--- START ---

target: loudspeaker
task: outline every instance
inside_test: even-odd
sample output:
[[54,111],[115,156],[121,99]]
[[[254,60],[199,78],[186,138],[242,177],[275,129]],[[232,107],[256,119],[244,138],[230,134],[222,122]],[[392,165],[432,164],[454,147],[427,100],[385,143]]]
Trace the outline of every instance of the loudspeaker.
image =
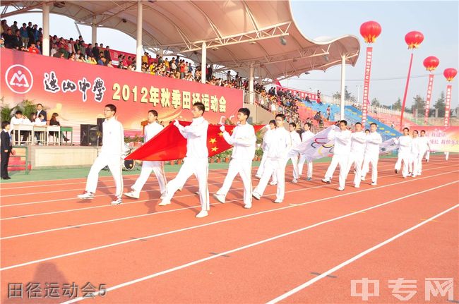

--- END ---

_Aim of the exercise_. Rewrite each line of the listing above as an item in a numbered list, skipping any blank lines. Leave out the picture.

_Problem solution_.
1. target: loudspeaker
2. task: outline every instance
3. inside_test: even-odd
4. sample output:
5. [[54,111],[115,156],[121,99]]
6. [[[254,60],[199,78],[186,138],[242,177],[275,129]],[[232,107],[256,119],[244,138],[230,134],[222,122]],[[392,165],[432,164],[454,147],[427,100],[385,143]]]
7. Trace the outline of every instance of the loudspeaker.
8. image =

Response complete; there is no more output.